Source document section start
The Center for Immigration Studies, a research group that favors stricter enforcement of immigration laws, estimates ICE agents released more than a third of illegal immigrants with criminal records they detained.
“ICE released 68,000 criminal aliens in 2013, or 35 percent of the criminal aliens encountered by officers. The vast majority of these releases occurred because of the Obama administration’s prosecutorial discretion policies,” Jessica Vaughn, director of policy studies at the Center for Immigration Studies, wrote in a memo summarizing the DHS document.
ICE classifies illegal immigrants as criminal if they have been convicted of a crime, not including traffic offense, Vaughn noted.
Sen. Jeff Sessions (Ala.), the ranking Republican on the Budget Committee, blasted the administration’s record.
“The preponderance of the evidence demonstrates that immigration enforcement in America has collapsed. Even those with criminal convictions are being released. DHS is a department in crisis,” he said in a statement Sunday.
Source document section end
Dataset content section start
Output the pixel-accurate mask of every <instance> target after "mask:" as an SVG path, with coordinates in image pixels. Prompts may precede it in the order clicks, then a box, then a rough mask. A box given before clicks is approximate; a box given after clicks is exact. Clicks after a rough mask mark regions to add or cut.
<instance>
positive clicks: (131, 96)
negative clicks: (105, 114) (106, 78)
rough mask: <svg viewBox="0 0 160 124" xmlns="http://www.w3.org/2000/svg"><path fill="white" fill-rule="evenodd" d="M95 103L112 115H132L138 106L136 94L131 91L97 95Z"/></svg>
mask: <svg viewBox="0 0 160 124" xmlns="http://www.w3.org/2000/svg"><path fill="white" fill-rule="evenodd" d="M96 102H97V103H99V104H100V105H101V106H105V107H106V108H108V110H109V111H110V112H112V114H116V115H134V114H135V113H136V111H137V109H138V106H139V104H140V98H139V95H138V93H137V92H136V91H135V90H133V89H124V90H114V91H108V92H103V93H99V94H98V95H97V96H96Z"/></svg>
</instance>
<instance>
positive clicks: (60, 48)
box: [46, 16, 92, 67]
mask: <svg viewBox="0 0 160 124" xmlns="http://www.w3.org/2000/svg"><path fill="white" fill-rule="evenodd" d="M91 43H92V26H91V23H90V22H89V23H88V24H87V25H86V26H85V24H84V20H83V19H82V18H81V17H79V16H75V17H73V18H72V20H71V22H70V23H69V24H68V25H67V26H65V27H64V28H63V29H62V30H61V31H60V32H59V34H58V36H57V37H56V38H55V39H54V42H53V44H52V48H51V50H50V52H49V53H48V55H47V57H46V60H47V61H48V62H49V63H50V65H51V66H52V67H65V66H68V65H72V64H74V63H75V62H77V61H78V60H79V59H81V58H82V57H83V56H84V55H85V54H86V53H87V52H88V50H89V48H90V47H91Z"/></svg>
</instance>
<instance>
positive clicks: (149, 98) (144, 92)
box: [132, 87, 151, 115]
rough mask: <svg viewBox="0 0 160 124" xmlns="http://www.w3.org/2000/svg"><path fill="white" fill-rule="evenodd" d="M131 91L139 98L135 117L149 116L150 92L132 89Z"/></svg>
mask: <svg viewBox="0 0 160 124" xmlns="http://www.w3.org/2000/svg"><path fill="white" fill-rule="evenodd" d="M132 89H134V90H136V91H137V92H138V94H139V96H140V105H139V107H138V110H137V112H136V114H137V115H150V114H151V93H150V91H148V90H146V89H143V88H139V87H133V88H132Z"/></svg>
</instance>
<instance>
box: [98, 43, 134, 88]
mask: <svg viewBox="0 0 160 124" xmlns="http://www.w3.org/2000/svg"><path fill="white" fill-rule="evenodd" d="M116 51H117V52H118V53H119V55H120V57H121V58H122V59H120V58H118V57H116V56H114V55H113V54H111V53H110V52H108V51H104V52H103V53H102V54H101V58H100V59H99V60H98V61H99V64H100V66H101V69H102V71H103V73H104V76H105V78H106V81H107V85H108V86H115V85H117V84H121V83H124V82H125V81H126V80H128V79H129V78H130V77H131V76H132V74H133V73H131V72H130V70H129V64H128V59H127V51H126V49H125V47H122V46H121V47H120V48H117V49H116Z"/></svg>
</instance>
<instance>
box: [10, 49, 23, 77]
Dataset content section end
#### Task requirements
**a)** According to the immigration article, why did most of the criminal aliens freed by ICE in 2013 get released? Answer in one to three sentences.
**b)** Repeat word for word everything in the immigration article from "The Center for Immigration Studies, a" down to "the DHS document.".
These lines come from a different source than the text.

#### List of answers
**a)** Jessica Vaughn of the Center for Immigration Studies wrote that the vast majority of these releases happened because of the Obama administration's prosecutorial discretion policies.

**b)**
The Center for Immigration Studies, a research group that favors stricter enforcement of immigration laws, estimates ICE agents released more than a third of illegal immigrants with criminal records they detained.
“ICE released 68,000 criminal aliens in 2013, or 35 percent of the criminal aliens encountered by officers. The vast majority of these releases occurred because of the Obama administration’s prosecutorial discretion policies,” Jessica Vaughn, director of policy studies at the Center for Immigration Studies, wrote in a memo summarizing the DHS document.